- Tasks for this exercise:
**A.** In the Liz Jones post, why does the writer say they won't jump into the imagined pit instead of writing? Explain in one to three sentences.
**B.** Quote the Liz Jones post word for word, from "I really don’t" up to and including "Jones time again.".

- Selection:
I really don’t like Liz Jones
I’m sorry to do this to you all, but it’s that time again. I wish there were another way, I really do. Because… well you know that huge pit monster in Star Wars, out in the desert? Well imagine that, only full of shit and used needles and copies of OK! Magazine. I wish I could jump into that instead, but to do so would be gross dereliction of duty. Gods, I’m even avoiding getting to the point, so loath am I to confront it. It is, I’m afraid, Liz Jones time again.
I know Paul Dacre doesn’t have a mind as such, rather a kind of bumhole-shaped vortex of malignant unpleasantness, but imagine for a moment that he did. Maybe try to imagine someone really intelligent and then feature-by-feature replace their face with Dacre’s. Or just get really, really drunk and forget who he is. Whatever works for you, really. Once you’ve imagined him a brain, quickly consider the following question, before your own brain notices what’s going on: What would have to go through it before deciding that Liz Jones, stealer of sperm (Jizz Loans?) is some sort of moral arbiter? How can the editor of a major ‘news’ outlet come to that conclusion?

- Dataset:

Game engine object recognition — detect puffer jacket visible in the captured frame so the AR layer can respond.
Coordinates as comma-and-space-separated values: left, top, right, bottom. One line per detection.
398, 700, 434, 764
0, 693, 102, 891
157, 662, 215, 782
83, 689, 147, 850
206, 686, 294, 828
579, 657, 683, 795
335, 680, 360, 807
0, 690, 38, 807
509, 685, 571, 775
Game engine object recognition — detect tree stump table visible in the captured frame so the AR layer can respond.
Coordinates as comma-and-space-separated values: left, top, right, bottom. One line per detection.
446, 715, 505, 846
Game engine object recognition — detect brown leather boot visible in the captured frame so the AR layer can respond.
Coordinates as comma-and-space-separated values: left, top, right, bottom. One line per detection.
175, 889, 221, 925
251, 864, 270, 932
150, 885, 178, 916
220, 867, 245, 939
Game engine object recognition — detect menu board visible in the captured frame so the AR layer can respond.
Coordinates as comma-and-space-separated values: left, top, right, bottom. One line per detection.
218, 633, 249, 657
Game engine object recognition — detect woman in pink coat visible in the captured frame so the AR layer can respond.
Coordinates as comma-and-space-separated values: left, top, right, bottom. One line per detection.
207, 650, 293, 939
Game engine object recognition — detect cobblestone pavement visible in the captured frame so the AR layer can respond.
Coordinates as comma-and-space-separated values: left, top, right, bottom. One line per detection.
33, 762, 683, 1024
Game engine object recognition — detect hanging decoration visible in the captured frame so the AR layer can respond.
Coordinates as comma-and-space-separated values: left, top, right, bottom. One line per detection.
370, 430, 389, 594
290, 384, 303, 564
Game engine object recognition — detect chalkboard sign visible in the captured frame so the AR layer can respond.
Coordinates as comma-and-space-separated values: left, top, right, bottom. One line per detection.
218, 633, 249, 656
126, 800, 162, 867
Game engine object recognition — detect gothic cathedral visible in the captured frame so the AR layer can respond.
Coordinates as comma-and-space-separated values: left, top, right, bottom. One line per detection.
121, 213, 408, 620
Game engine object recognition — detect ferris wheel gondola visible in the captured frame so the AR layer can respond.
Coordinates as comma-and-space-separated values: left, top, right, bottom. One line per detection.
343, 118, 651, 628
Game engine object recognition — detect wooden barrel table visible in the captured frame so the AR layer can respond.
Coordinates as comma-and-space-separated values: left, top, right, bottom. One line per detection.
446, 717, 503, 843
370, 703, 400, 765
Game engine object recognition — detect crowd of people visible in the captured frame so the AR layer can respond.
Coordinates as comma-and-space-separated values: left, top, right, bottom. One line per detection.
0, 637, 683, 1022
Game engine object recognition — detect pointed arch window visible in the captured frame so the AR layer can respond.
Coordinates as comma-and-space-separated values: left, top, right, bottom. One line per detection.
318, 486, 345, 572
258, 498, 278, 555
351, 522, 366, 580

- Results by task:
**A.** The writer says that jumping into the pit would be a gross dereliction of duty.

**B.**
I really don’t like Liz Jones
I’m sorry to do this to you all, but it’s that time again. I wish there were another way, I really do. Because… well you know that huge pit monster in Star Wars, out in the desert? Well imagine that, only full of shit and used needles and copies of OK! Magazine. I wish I could jump into that instead, but to do so would be gross dereliction of duty. Gods, I’m even avoiding getting to the point, so loath am I to confront it. It is, I’m afraid, Liz Jones time again.